## [Task to carry out]
Once you find the line containing "Annotation task — pin every instance of the stretcher" in the data below, copy it and each following line exactly, up to and including the line containing "Annotation task — pin every instance of the car", and nothing else.

[Referring expression data]
##############################
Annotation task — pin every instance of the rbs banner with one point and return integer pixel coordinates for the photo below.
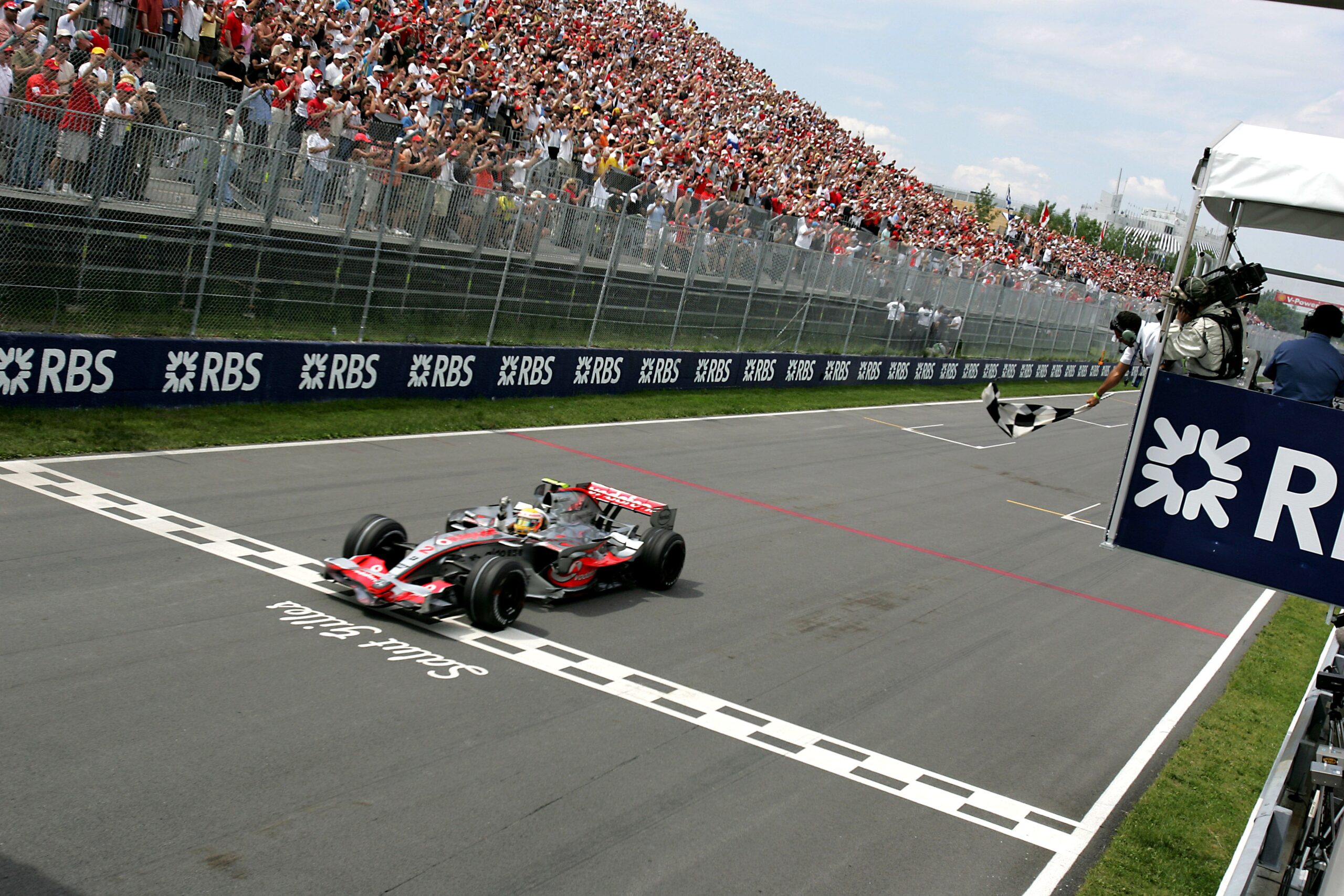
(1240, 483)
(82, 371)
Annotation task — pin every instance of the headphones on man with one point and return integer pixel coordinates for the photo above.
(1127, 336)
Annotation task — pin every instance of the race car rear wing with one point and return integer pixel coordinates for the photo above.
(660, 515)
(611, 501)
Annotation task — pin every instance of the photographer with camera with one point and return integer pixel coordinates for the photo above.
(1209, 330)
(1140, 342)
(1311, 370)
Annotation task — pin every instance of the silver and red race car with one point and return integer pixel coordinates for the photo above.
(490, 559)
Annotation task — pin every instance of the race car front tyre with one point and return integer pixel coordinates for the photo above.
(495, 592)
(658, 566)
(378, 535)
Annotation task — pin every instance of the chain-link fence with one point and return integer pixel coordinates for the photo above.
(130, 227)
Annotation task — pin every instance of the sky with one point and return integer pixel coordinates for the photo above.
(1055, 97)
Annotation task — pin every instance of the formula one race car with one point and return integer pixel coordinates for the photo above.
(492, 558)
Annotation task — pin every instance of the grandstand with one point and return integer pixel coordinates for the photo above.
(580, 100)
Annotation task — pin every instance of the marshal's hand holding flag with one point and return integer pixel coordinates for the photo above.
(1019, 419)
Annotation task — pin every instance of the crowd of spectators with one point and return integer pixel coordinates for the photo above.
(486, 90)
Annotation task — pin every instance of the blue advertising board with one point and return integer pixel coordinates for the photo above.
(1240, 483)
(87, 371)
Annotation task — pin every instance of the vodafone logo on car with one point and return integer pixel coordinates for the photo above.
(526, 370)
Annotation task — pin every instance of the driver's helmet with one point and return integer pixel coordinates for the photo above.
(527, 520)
##############################
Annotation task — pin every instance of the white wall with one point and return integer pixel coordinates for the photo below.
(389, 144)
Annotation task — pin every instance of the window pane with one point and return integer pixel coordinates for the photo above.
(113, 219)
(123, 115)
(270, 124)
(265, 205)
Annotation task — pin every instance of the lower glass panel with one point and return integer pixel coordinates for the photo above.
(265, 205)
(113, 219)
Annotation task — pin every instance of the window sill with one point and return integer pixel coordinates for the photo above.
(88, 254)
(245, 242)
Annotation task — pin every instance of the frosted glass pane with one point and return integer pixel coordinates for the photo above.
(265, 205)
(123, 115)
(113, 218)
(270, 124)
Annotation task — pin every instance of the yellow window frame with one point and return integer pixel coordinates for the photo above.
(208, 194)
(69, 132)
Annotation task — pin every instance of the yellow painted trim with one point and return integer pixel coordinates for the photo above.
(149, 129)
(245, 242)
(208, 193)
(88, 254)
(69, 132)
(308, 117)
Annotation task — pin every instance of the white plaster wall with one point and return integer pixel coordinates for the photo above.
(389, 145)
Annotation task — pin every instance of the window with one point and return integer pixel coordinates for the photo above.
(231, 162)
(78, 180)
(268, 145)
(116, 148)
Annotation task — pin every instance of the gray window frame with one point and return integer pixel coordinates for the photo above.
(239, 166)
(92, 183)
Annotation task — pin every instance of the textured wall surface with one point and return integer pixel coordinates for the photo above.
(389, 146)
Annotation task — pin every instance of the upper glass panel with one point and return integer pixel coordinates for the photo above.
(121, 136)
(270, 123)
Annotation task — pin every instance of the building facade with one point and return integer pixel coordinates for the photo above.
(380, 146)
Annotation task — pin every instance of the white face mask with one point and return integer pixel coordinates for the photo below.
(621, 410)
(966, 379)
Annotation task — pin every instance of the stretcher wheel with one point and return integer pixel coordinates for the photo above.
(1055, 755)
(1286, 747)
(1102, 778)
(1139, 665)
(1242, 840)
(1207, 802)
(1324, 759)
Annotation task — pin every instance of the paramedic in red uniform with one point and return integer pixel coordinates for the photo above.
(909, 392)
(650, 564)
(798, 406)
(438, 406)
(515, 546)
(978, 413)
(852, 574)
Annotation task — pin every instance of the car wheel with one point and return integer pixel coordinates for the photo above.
##############################
## [Answer section]
Annotation task — pin every instance of the stretcher wheel with one point and return integer pixel coordinates for the photo above.
(1055, 755)
(1286, 747)
(1102, 778)
(1139, 665)
(1242, 840)
(1207, 802)
(1324, 759)
Annotation task — pin every instance of the paramedic in red uniform with one point and return integer pixel coordinates for the photo above.
(909, 392)
(650, 564)
(798, 406)
(438, 406)
(515, 546)
(978, 413)
(852, 574)
Annotation task — pin every instance of the car wheel with one point and return integer pixel coordinates for the photo above.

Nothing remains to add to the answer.